Work required -
Output the data as it stands. Each line must match exactly.

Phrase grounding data
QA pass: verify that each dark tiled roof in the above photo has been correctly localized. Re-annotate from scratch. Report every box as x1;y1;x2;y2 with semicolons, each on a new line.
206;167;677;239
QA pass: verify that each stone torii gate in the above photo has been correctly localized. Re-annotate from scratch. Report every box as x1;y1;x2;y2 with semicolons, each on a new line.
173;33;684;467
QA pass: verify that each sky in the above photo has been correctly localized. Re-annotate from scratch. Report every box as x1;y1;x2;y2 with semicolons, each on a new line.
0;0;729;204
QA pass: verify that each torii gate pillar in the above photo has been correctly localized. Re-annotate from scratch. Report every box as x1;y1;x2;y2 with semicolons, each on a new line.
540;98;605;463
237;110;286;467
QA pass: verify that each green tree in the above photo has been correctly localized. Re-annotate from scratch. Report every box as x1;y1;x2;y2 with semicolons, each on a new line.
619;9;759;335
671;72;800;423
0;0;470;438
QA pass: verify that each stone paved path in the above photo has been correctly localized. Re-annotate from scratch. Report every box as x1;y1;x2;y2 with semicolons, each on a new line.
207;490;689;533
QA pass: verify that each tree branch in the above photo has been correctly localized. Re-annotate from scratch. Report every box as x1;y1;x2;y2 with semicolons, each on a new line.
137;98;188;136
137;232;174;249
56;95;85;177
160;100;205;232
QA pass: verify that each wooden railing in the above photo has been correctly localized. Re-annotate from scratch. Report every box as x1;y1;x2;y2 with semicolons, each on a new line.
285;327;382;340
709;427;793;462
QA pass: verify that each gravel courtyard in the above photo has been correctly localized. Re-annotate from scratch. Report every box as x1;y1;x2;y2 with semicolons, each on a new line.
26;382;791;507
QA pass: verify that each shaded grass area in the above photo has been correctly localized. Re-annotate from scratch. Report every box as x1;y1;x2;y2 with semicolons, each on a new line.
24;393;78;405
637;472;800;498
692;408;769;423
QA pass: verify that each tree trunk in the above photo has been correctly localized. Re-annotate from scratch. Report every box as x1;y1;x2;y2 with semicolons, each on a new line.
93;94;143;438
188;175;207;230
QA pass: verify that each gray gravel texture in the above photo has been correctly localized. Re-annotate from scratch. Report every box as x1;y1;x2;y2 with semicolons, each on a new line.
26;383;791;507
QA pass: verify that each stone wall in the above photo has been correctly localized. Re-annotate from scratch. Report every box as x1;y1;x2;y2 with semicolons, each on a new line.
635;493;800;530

Finished task -
QA pass: verify that each dark tiled roof in the above photo has been correctly localized. Re-annotate from scratch. Report every box as x1;y1;x2;y2 with semicolons, each on a new line.
206;167;677;239
QA pass: verify that each stone torii gate in the above photo has been correctly localized. Re-annotate from scratch. Report every box as x1;y1;x2;y2 with semicolons, each on a new line.
173;33;684;467
QA pass: verify that each sky in the above photo has been correctly localized. Re-annotate from scratch. Report every box as x1;y1;x2;y2 with semicolons, each on a new line.
0;0;729;204
QA pass: verify that each torii gate pillar in the above photo has been correctly localized. Re-annotate from scratch. Report every box as x1;y1;x2;y2 with semicolons, each on a new line.
540;98;605;463
237;110;286;467
QA pass: verify that each green tree in the above photo has been correctly localized. Re-annotate from scratch. Report every box as x1;y1;x2;y2 with semicolons, each on a new line.
619;9;759;335
671;72;800;423
0;0;470;438
QA pass: verify that each stone paved path in the above photo has been correctly localized. Re-annotate from scratch. Report every box as x1;y1;x2;y2 with semicolons, each on a new line.
207;490;689;533
QA pass: verify that each tree branch in the above photo has been correctly localized. Re-annotate from scratch. Report every box as x1;y1;x2;y2 with semicolons, each on a new line.
137;98;188;136
137;232;174;249
56;95;85;177
160;100;205;232
QA pass: verify that each wooden railing in the above photo has been correctly localized. Re-annotate from scratch. Report every box as x1;y1;x2;y2 with semicolons, each on a new line.
285;327;382;340
709;427;793;462
QA pass: verify that each gravel courtyard in the above photo has been correctly localized. Re-annotate from scratch. Report every box as x1;y1;x2;y2 with semicolons, each on a new line.
26;382;791;507
QA pass: verify that each shaded grass area in the above photo has been correctly localized. Re-annotate from scratch. Report every box as x1;y1;x2;y2 with semicolons, each on a new line.
24;393;78;405
637;472;800;498
692;408;769;423
QA pass: verify that each tree trunk in the above photo has been correctly localized. Re-annotate from scratch. Report every box as x1;y1;x2;y2 with semicolons, each on a new line.
93;94;143;438
188;175;207;230
QA pass: verify that each gray gravel texture in the above photo has been correctly localized. Re-annotate from scratch. Report every box as x1;y1;x2;y2 with semicolons, each on a new line.
26;383;791;507
QA pass: verify that each stone wall in the above photo has been correctly localized. Re-annotate from scratch. Report every box as x1;y1;x2;y2 with semicolons, each on a new line.
635;493;800;530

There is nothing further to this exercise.